■ Exercise brief: Copy out all of the material below word for word, leaving nothing out.

■ Dataset extract:
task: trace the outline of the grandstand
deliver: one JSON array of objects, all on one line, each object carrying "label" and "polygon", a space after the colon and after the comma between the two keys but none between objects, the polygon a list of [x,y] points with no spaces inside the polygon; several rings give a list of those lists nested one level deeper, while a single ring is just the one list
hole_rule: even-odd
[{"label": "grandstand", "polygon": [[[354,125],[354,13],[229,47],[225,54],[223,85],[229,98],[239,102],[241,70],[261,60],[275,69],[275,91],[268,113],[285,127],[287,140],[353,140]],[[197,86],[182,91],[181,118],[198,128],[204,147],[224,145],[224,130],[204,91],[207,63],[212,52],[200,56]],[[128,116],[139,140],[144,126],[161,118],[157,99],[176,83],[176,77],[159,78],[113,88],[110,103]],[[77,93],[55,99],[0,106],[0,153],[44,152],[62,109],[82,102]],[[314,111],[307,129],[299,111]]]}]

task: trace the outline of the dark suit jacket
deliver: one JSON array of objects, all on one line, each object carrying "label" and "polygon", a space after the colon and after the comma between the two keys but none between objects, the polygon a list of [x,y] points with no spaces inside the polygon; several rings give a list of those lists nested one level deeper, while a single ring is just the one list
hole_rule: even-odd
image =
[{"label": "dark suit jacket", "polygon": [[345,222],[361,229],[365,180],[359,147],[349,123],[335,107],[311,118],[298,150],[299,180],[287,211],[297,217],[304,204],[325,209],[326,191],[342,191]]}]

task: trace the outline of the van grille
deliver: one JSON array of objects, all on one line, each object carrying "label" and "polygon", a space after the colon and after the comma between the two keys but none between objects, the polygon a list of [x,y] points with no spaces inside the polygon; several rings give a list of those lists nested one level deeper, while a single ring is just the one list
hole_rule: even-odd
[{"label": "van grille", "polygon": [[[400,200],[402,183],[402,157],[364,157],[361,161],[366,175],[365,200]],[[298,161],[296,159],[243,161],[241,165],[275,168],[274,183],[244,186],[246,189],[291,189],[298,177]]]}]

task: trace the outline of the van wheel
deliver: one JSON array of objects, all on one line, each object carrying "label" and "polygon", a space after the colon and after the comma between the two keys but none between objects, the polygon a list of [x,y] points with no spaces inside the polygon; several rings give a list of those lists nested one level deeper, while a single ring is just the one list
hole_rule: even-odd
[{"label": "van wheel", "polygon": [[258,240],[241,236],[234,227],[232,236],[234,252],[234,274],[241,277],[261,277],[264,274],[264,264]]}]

■ Expected output:
task: trace the outline of the grandstand
deliver: one JSON array of objects, all on one line, each object carrying "label" and "polygon", a space after the colon and after the comma between the two keys but none between objects, the polygon a list of [x,y] points with no spaces inside the polygon; several rings give a list of those lists nested one level deeper, while a single ring is just the one list
hole_rule: even-odd
[{"label": "grandstand", "polygon": [[[354,125],[354,13],[229,47],[225,54],[223,85],[229,98],[239,102],[241,70],[261,60],[275,69],[275,91],[268,113],[285,127],[287,140],[353,140]],[[197,86],[182,91],[181,118],[198,128],[204,147],[224,145],[224,130],[204,91],[207,63],[212,52],[200,56]],[[128,116],[139,140],[144,126],[161,118],[157,99],[176,83],[176,77],[159,78],[113,88],[110,103]],[[77,93],[55,99],[0,106],[0,153],[44,152],[62,109],[82,102]],[[314,111],[307,129],[299,111]]]}]

task: trace the outline of the dark suit jacket
deliver: one JSON array of objects, all on one line, each object carrying "label" and "polygon", a space after the colon and after the comma between the two keys but none between objects, the polygon a list of [x,y] points with no spaces inside the polygon; several rings give a list of those lists nested one level deeper, while a single ring is just the one list
hole_rule: even-odd
image =
[{"label": "dark suit jacket", "polygon": [[345,222],[361,229],[365,180],[359,147],[349,123],[335,107],[311,118],[298,150],[299,180],[287,211],[297,217],[304,204],[325,209],[326,191],[342,191]]}]

task: trace the outline of the van grille
deliver: one JSON array of objects, all on one line, each object carrying "label" and "polygon", a space after the colon and after the comma between the two keys but none between objects, the polygon a list of [x,y] points with no spaces inside the polygon; several rings give a list of those lists nested one level deeper, while a single ring is just the one list
hole_rule: even-odd
[{"label": "van grille", "polygon": [[[400,200],[402,183],[402,157],[364,157],[361,161],[366,175],[365,200]],[[298,161],[296,159],[243,161],[241,165],[275,168],[274,183],[244,186],[246,189],[291,189],[298,177]]]}]

task: trace the outline of the van wheel
deliver: one JSON array of objects, all on one line, each object carrying "label" and "polygon", a space after the colon and after the comma between the two keys but none between objects, the polygon a list of [x,y] points with no spaces inside the polygon; several rings give a list of those lists nested one level deeper, while a single ring is just the one list
hole_rule: even-odd
[{"label": "van wheel", "polygon": [[258,240],[241,236],[234,227],[232,236],[234,252],[234,274],[241,277],[261,277],[264,274],[264,264]]}]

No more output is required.